I read this decades ago while pregnant and reclusive. This time I ordered it because I couldn't remember what it was about. I probably tossed it in the 70's too —or only finished because I had nothing else and the internet hadn't been invented). It was a tribute to the lowest form of humanity from every aspect. I chucked it as soon as all the characters had been established and found not one was worth my time. People who admire this type of thinking vote for Trump.

One of the ten best books I've ever read, and I have not read much fiction in my life. It is the beginning of the "art of selfishness."

You've heard of Aristotle, Socrates, Plato? MORONS! Ayn Rand is the greatest philosopher ever! This book has changed my life! Before I read it, I was a pitiful, cowardly specimen, barely human. Now I have learned to demand my rights as an Objectivist Übermensch. Not only that, I now in fact look like Gary Cooper, and my girlfriend, who read it as well, looks like Patricia Neal. Also, I have invented a new kind of steam engine which is taking the railroad industry by storm! As soon as my paramilitary guard, the Brown Shorts, is fully organized, I will run for president on the Objectivist ticket, and I owe it all to Ayn Rand!

Note added in press: Another commenter says, "One of the ten best books I've ever read, and I have not read much fiction in my life." Is this what you call damning with faint praise? Has the commenter read as many as ten works of fiction?

Written exercise 1: In the book reviews, condense the paragraph beginning "I read this decades ago" into a shorter version that keeps its main facts.

Supplied material:

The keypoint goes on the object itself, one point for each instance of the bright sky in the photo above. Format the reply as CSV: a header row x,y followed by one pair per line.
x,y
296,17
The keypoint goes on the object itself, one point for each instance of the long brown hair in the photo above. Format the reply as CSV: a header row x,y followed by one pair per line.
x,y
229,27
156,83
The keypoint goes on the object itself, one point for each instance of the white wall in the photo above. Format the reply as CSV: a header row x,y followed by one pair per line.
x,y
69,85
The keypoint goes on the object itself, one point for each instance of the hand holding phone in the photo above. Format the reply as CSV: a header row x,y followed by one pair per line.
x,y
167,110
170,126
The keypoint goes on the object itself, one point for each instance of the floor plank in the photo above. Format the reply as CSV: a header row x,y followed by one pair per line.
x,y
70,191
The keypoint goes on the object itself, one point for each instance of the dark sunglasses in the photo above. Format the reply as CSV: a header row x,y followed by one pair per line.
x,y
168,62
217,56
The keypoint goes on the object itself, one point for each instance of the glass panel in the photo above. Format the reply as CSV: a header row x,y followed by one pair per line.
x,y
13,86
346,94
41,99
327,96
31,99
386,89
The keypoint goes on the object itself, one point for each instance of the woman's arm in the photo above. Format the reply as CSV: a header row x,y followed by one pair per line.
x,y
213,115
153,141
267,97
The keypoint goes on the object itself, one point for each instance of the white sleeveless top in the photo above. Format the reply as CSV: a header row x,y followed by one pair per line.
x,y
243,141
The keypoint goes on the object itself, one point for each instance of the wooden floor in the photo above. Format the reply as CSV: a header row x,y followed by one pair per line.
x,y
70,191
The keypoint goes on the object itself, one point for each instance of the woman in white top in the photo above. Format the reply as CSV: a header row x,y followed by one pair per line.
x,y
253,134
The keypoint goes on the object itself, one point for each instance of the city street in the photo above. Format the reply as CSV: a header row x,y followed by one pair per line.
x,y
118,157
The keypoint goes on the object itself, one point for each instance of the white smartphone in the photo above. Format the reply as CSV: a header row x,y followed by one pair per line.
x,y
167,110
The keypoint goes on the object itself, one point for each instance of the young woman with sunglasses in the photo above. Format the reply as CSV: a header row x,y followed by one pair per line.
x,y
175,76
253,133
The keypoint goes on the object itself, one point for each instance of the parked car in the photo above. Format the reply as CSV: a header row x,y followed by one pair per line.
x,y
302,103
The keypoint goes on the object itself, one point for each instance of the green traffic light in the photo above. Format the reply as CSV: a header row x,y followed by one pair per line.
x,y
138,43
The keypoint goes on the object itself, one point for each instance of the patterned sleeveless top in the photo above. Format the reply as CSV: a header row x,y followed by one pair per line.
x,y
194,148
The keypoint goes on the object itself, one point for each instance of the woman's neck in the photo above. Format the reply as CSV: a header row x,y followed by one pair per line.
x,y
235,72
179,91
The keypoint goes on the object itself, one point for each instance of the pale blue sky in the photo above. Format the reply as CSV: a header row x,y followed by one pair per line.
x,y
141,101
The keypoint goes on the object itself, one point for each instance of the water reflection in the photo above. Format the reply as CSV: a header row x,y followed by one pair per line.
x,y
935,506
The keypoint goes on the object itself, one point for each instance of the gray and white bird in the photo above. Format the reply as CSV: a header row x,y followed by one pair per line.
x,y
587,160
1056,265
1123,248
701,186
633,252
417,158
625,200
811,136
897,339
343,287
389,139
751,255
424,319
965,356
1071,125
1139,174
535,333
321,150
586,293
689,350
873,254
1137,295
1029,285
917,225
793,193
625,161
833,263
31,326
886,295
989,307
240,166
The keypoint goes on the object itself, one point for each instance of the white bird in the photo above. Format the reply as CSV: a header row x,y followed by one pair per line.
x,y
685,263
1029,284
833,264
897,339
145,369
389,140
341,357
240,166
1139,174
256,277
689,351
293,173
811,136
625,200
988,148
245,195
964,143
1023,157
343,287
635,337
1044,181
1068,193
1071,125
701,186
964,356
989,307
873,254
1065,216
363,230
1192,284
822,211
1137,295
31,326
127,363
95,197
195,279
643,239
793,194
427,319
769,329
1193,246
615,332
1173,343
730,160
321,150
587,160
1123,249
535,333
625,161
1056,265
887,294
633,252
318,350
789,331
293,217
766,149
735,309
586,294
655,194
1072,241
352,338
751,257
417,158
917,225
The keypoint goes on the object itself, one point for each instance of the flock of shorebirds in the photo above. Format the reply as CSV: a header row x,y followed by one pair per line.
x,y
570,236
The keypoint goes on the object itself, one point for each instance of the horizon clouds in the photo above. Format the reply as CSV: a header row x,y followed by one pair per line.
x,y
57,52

Written exercise 2: Return, unchanged, the rows from the line containing "of the horizon" through the end of the rows, with both ends included.

Exercise result 1: The writer first read the book decades ago while pregnant and reclusive, and ordered it again after forgetting what it was about. In the 70's they probably tossed it, or finished it only because they had nothing else to read. They call it a tribute to the lowest form of humanity. They threw it out once the characters were established and none seemed worth their time. They say people who admire this type of thinking vote for Trump.

Exercise result 2:
The keypoint goes on the object itself, one point for each instance of the horizon clouds in the photo above. Format the reply as CSV: a header row x,y followed by one pair per line.
x,y
57,52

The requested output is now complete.